Referring expression data
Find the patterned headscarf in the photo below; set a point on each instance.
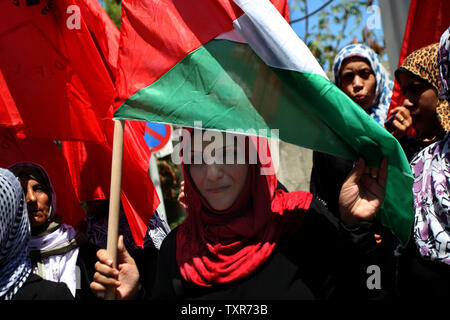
(423, 64)
(15, 266)
(444, 64)
(431, 168)
(383, 91)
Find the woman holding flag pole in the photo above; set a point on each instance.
(242, 238)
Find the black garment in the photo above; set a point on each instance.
(327, 177)
(322, 261)
(421, 279)
(36, 288)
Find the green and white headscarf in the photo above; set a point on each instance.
(384, 82)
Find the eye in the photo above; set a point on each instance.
(196, 158)
(347, 77)
(365, 73)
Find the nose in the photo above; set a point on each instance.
(408, 104)
(214, 172)
(358, 83)
(31, 195)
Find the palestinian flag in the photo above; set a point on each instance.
(239, 65)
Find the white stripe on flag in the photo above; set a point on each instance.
(273, 39)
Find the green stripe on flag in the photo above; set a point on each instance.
(226, 86)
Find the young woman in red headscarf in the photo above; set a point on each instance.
(244, 239)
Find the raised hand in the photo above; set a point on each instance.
(363, 192)
(125, 279)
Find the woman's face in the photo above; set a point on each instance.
(421, 99)
(219, 184)
(38, 202)
(358, 81)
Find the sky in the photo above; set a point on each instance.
(370, 18)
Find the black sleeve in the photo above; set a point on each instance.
(327, 177)
(167, 275)
(352, 255)
(36, 288)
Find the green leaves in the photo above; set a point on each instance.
(326, 30)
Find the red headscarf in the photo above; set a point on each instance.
(220, 247)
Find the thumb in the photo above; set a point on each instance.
(356, 172)
(122, 254)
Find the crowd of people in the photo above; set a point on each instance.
(245, 236)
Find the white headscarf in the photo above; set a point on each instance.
(15, 266)
(56, 247)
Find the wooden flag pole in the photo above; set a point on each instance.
(114, 197)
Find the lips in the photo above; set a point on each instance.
(360, 97)
(217, 189)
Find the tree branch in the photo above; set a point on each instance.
(312, 13)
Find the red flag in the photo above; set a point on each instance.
(52, 70)
(90, 167)
(46, 154)
(90, 163)
(427, 20)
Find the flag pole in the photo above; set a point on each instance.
(114, 197)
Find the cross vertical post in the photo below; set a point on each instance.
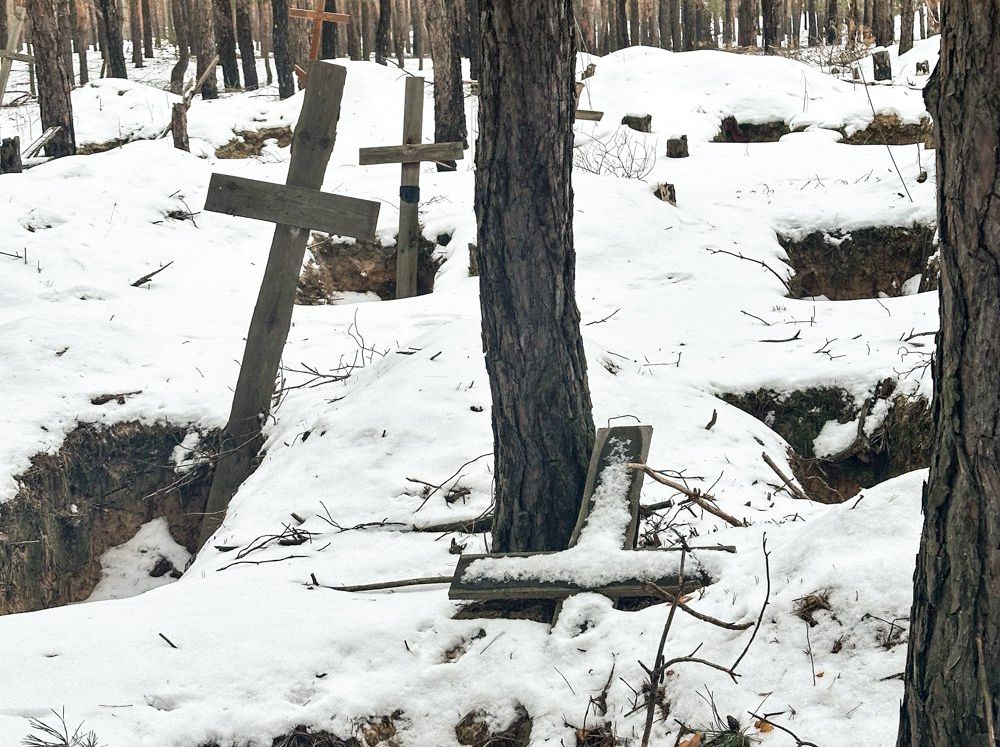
(410, 154)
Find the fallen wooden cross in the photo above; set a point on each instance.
(610, 510)
(586, 114)
(410, 154)
(10, 54)
(295, 207)
(318, 16)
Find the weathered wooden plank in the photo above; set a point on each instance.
(292, 206)
(313, 15)
(463, 589)
(411, 153)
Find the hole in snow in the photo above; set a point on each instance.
(834, 455)
(98, 497)
(863, 263)
(338, 268)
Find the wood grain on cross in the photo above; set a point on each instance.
(318, 16)
(410, 154)
(296, 207)
(10, 54)
(630, 443)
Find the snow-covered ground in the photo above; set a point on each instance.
(670, 321)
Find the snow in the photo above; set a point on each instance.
(259, 648)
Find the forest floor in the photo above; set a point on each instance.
(691, 314)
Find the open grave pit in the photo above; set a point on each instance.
(887, 435)
(337, 266)
(861, 263)
(91, 495)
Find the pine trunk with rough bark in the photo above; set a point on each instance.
(449, 98)
(55, 77)
(111, 19)
(952, 679)
(542, 423)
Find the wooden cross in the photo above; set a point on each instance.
(8, 55)
(615, 449)
(410, 154)
(586, 114)
(318, 16)
(295, 207)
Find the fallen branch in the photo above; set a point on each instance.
(699, 499)
(795, 489)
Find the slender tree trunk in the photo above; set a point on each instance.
(747, 30)
(906, 26)
(542, 424)
(283, 66)
(244, 36)
(55, 77)
(449, 99)
(115, 53)
(952, 679)
(382, 32)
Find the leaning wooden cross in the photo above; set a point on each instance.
(10, 54)
(410, 154)
(608, 522)
(296, 208)
(318, 16)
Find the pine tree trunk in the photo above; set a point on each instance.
(147, 30)
(111, 18)
(542, 424)
(746, 23)
(952, 679)
(244, 36)
(55, 77)
(449, 99)
(283, 66)
(226, 43)
(906, 26)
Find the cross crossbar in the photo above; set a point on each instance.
(608, 480)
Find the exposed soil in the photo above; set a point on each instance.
(862, 263)
(249, 143)
(91, 495)
(900, 444)
(337, 266)
(888, 129)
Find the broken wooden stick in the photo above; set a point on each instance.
(699, 499)
(795, 490)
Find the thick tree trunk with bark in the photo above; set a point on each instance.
(244, 37)
(226, 41)
(542, 423)
(952, 679)
(283, 67)
(111, 18)
(55, 77)
(449, 98)
(906, 26)
(746, 27)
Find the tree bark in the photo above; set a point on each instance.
(746, 27)
(226, 43)
(55, 77)
(115, 47)
(283, 66)
(906, 26)
(244, 36)
(542, 423)
(449, 99)
(952, 679)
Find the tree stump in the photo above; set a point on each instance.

### Activity
What's needed is every record restated exactly, pictures excluded.

### Expected answer
Find the patterned headscarf in the photo below; set a point on each instance.
(423, 64)
(15, 266)
(444, 64)
(431, 168)
(383, 91)
Find the woman holding flag pole in the photo above; set a point on each instance.
(242, 238)
Find the black garment in the photo above; set a point on each instance.
(327, 177)
(322, 261)
(421, 279)
(36, 288)
Find the green and white headscarf in the photo above; set a point on each instance.
(384, 82)
Find the eye in the photo above; set a point on each instance.
(196, 158)
(347, 77)
(365, 73)
Find the nose in the photo above; set a point on each instance.
(408, 104)
(214, 172)
(358, 83)
(31, 195)
Find the palestinian flag in the photo above; set a point on each instance.
(239, 65)
Find the white stripe on flag in the photo above; set a point on each instance.
(273, 39)
Find the green stripe on flag in the photo above; set a point on each instance.
(226, 86)
Find the young woman in red headscarf in the photo above; set a point on each instance.
(244, 239)
Find the raised hand in the photo above; set a point on each instance.
(363, 192)
(125, 279)
Find the woman's face in the photo above; set a point on each instance.
(421, 99)
(219, 184)
(38, 202)
(358, 81)
Find the sky in the photo above; set a point on each instance.
(370, 18)
Find the black sleeve in the photo above; set a point on each instance.
(327, 177)
(167, 275)
(352, 255)
(36, 288)
Find the green leaves in the photo above; set a point on each instance.
(326, 30)
Find the red headscarf in the photo above; set a point on each instance.
(220, 247)
Find the thumb in the photo above; set a point on each instance.
(356, 172)
(122, 254)
Find the crowd of people in the photo above; set a point on each instance.
(245, 236)
Find the white headscarf in the photo above; set a point on each instance.
(15, 266)
(56, 247)
Find the wooden flag pole in the photo above; set a point on each instance.
(114, 197)
Find the lips in the photo above; set a point on each instance.
(360, 97)
(217, 189)
Find the tree branch in the photo above; set a point on each instance.
(312, 13)
Find the red flag in the photo above; set a point on each instance.
(52, 70)
(90, 167)
(46, 154)
(90, 163)
(427, 20)
Find the flag pole in the photo above; set a point on each instance.
(114, 197)
Find the cross vertical post in the photo below; set a point on each instance.
(410, 154)
Find the fallen wooden cross in the photo above; set a point on each instance.
(610, 510)
(586, 114)
(410, 154)
(10, 54)
(295, 207)
(318, 16)
Find the weathered wooden plank in the photo above; set a point on each instance.
(292, 206)
(313, 15)
(463, 589)
(411, 153)
Find the hole in snow in the photo above; set a point on each instance.
(834, 455)
(98, 497)
(863, 263)
(338, 268)
Find the wood grain on cross in the photo above; set a point on each instance.
(318, 16)
(410, 154)
(296, 207)
(10, 54)
(630, 443)
Find the snow-covered ground in the photo above; set a point on each instance.
(670, 321)
Find the snow in the photo above; set a point on each instance.
(259, 648)
Find the forest floor in the photo above; set a point on each instance.
(691, 314)
Find the open grave pit in the photo above; set a point on each instance.
(887, 435)
(337, 266)
(861, 263)
(91, 495)
Find the pine trunk with rough bark in the photo above; set a point on each instance.
(449, 98)
(55, 77)
(111, 19)
(952, 679)
(542, 423)
Find the wooden cross in the photo above; set a point on each instance.
(8, 55)
(615, 449)
(410, 154)
(586, 114)
(318, 16)
(295, 207)
Find the fallen branch in the photo above; set a point on each instance.
(699, 499)
(795, 489)
Find the slender tree trunk in the photo above; set a point on each instance.
(747, 30)
(906, 26)
(542, 424)
(283, 66)
(244, 36)
(55, 77)
(449, 99)
(115, 53)
(952, 679)
(382, 32)
Find the leaning wooden cross in the photo above; set a point on each instance.
(10, 54)
(410, 154)
(608, 522)
(296, 208)
(318, 16)
Find the pine tree trunk in the photo above; set a point on each instance.
(147, 30)
(111, 18)
(542, 424)
(746, 23)
(952, 679)
(244, 36)
(55, 77)
(449, 99)
(283, 66)
(226, 43)
(906, 26)
Find the cross crossbar in the photo above; set a point on each instance.
(608, 480)
Find the exposed soil in the photo above; set a point on each instance.
(862, 263)
(249, 143)
(91, 495)
(900, 444)
(337, 266)
(888, 129)
Find the broken wooden stick in the photo above; set a point on each instance.
(699, 499)
(795, 490)
Find the thick tree trunk with bark in the photo above; set a point on each instance.
(244, 37)
(226, 41)
(542, 423)
(952, 679)
(283, 67)
(111, 18)
(55, 77)
(449, 98)
(906, 26)
(746, 27)
Find the tree bark in the photo above; set a point on each instance.
(746, 27)
(226, 43)
(55, 77)
(115, 47)
(283, 66)
(906, 26)
(244, 36)
(542, 423)
(449, 99)
(952, 679)
Find the tree stump in the photo above; set a point on each instance.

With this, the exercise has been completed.